Stored data entries =>
[Start of section]

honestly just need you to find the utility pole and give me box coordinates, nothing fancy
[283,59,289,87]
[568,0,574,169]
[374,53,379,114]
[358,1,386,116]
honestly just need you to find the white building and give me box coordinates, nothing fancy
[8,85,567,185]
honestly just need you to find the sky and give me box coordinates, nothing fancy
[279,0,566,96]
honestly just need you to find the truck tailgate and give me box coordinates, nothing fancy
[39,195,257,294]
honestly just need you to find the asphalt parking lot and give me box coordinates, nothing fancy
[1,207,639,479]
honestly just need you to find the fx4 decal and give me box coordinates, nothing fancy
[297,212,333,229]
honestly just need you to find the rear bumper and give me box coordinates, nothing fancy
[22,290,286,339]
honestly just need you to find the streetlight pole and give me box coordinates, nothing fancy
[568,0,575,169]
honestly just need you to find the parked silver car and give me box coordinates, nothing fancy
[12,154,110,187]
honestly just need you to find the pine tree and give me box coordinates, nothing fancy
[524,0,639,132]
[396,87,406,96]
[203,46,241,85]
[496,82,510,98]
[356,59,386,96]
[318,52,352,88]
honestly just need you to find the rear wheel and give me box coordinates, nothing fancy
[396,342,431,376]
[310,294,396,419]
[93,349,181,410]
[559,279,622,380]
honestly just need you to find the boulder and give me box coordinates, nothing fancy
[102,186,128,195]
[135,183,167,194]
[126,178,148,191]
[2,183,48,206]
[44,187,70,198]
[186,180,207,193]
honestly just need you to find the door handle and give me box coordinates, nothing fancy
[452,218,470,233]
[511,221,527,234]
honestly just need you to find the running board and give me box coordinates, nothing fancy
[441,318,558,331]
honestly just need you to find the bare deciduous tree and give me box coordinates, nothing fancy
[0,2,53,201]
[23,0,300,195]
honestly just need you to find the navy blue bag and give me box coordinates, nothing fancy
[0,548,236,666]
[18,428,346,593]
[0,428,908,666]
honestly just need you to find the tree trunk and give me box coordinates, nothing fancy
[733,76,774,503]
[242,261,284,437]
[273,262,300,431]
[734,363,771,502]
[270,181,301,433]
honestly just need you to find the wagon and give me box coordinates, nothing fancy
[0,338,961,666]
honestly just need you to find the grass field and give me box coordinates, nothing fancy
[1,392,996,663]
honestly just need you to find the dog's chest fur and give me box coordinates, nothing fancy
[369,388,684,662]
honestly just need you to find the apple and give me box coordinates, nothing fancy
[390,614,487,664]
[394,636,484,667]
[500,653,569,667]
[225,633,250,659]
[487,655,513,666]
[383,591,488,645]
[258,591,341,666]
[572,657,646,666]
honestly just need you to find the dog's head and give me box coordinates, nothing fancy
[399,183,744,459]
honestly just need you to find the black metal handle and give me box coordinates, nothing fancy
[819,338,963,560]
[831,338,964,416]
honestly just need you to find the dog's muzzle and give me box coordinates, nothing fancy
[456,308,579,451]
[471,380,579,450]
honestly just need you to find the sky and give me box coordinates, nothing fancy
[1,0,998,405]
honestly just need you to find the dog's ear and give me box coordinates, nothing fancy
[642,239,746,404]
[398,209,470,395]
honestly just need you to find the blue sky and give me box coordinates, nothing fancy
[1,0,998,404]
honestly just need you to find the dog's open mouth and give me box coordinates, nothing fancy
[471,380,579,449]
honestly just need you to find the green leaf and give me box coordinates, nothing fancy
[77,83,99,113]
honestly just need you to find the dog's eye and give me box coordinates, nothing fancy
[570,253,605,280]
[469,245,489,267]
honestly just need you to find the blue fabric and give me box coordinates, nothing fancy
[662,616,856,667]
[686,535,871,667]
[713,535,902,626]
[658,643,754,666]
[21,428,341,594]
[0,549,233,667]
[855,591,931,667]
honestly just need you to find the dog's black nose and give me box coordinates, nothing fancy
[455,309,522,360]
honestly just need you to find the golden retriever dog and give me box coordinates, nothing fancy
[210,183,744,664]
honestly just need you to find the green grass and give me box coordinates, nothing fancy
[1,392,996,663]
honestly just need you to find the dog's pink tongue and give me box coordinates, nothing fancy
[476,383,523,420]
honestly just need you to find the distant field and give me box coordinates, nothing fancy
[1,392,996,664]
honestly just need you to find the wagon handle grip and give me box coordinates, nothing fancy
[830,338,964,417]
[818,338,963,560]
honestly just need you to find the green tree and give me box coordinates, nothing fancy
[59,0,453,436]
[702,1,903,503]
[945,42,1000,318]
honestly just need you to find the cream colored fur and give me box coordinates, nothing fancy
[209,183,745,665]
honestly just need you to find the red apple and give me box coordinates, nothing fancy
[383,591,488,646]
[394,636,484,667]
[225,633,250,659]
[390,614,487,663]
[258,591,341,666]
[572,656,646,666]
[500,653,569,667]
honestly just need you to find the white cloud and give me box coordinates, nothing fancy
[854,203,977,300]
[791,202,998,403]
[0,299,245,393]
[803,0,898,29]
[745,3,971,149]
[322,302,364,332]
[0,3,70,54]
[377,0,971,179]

[End of section]

TASK OBJECTIVE => Restate each entry word for word.

TASK OUTPUT =>
honestly just need you to find the utility pole and give me box coordinates, nothing fancy
[283,59,289,87]
[568,0,574,169]
[374,53,379,114]
[358,1,386,116]
honestly just need you to find the white building and give me box coordinates, nothing fancy
[8,85,567,185]
honestly just need you to find the sky and give me box coordinates, nothing fancy
[279,0,566,96]
honestly just need you to find the truck tailgate and give me box coordinates, nothing fancy
[39,195,257,294]
honestly just need you to find the asphalt parking lot and give me box coordinates, nothing fancy
[1,207,639,479]
honestly just need you to find the fx4 decal and give me box coordinates, nothing fancy
[297,212,333,229]
honestly just need you to find the rear bumper and give me box coordinates, nothing fancy
[22,290,286,339]
honestly just need you to find the streetlight pole and give me box coordinates, nothing fancy
[568,0,575,169]
honestly just need you to find the parked silver car and give me box coordinates, nothing fancy
[12,154,110,187]
honestly just need you to find the pine tree and give me box coordinates, nothing fancy
[524,0,639,132]
[396,87,406,96]
[203,46,241,85]
[496,82,510,98]
[356,59,386,96]
[318,52,352,88]
honestly just need you to find the rear wheel and give me box coordinates, nothing fancy
[396,342,431,376]
[310,294,396,419]
[93,349,181,410]
[559,279,622,380]
honestly just need you to find the boulder and give me box coordinates, nothing fancy
[102,186,128,195]
[135,183,167,194]
[126,178,148,191]
[2,183,48,206]
[44,187,70,198]
[186,180,207,193]
honestly just need you to find the door handle and give me box coordinates, nothing fancy
[452,218,470,233]
[511,221,527,234]
honestly just need you to find the running board and give me box coordinates, nothing fancy
[441,318,558,331]
honestly just need you to find the bare deciduous tree and give me box coordinates, nothing fancy
[0,2,53,201]
[23,0,300,195]
honestly just need you to find the navy blue bag and give me box coordinates, nothing fancy
[0,548,236,666]
[18,428,346,593]
[0,428,908,666]
honestly just need you to find the tree trunk and give me box coordinates, nothing fancy
[733,76,774,503]
[242,261,284,437]
[273,262,300,431]
[734,363,771,502]
[270,181,301,433]
honestly just need you to find the wagon and give me box coordinates, nothing fancy
[0,338,961,666]
honestly just need you to find the grass field and give me box coordinates, nothing fancy
[1,392,996,663]
honestly just need you to find the dog's chest fur and give me box coordinates, nothing fancy
[369,388,684,662]
honestly just need you to find the apple and give me box coordinates, nothing fancy
[390,614,487,664]
[394,636,484,667]
[500,653,569,667]
[225,633,250,659]
[487,655,513,666]
[383,591,488,645]
[258,591,341,666]
[572,657,646,666]
honestly just need you to find the dog's head and give me box coordinates, nothing fancy
[399,183,744,459]
honestly just need you to find the black metal handle and give me box coordinates, nothing fancy
[819,338,963,560]
[831,338,964,416]
honestly just need you to find the dog's muzzle and give me box coordinates, nothing fancy
[456,308,579,451]
[471,380,579,450]
honestly just need you to find the sky and give me box coordinates, nothing fancy
[1,0,998,405]
honestly just need you to find the dog's ear and give me box coordinates, nothing fancy
[642,239,746,404]
[398,209,470,395]
honestly just need you to find the blue sky and give me box coordinates, nothing fancy
[1,0,998,404]
honestly just need you to find the dog's open mouth and give me box coordinates, nothing fancy
[471,380,579,449]
honestly just need you to find the green leaf and give me box coordinates, nothing fancy
[77,83,99,113]
honestly just need you to find the dog's eye and give me box coordinates, nothing fancy
[570,253,605,280]
[469,245,489,267]
honestly just need you to find the blue fabric and give me box coordinates, nothing fancy
[662,616,856,667]
[686,535,871,667]
[713,535,902,626]
[658,643,754,666]
[21,428,341,594]
[0,549,233,667]
[855,591,931,667]
honestly just need you to find the dog's black nose and give me box coordinates, nothing fancy
[455,309,522,360]
honestly just need you to find the golden retriever dog and give me box coordinates, nothing fancy
[210,183,744,664]
honestly just need you to find the green grass and give me box coordinates, nothing fancy
[1,392,996,663]
honestly just need you to find the dog's pink tongue and give me box coordinates, nothing fancy
[476,383,523,420]
honestly just need you to find the distant field and give me box coordinates, nothing fancy
[1,392,996,664]
honestly just need you to find the wagon handle grip and give me box coordinates, nothing fancy
[830,338,964,417]
[818,338,963,560]
honestly just need you to find the green tree and give me box coordinates, nothing fancy
[59,0,453,436]
[702,1,903,503]
[945,42,1000,318]
honestly just need you to find the cream colored fur and give me box coordinates, nothing fancy
[209,183,745,665]
honestly just need you to find the red apple and give me box coordinates, nothing fancy
[383,591,488,646]
[394,636,484,667]
[225,633,250,659]
[390,614,487,663]
[258,591,341,666]
[572,656,646,666]
[500,653,569,667]
honestly just need you to find the white cloud and give me box coordinates, nothing fancy
[854,203,977,300]
[791,202,998,403]
[0,299,245,393]
[803,0,898,29]
[745,3,971,149]
[322,302,364,332]
[0,3,70,54]
[377,0,971,179]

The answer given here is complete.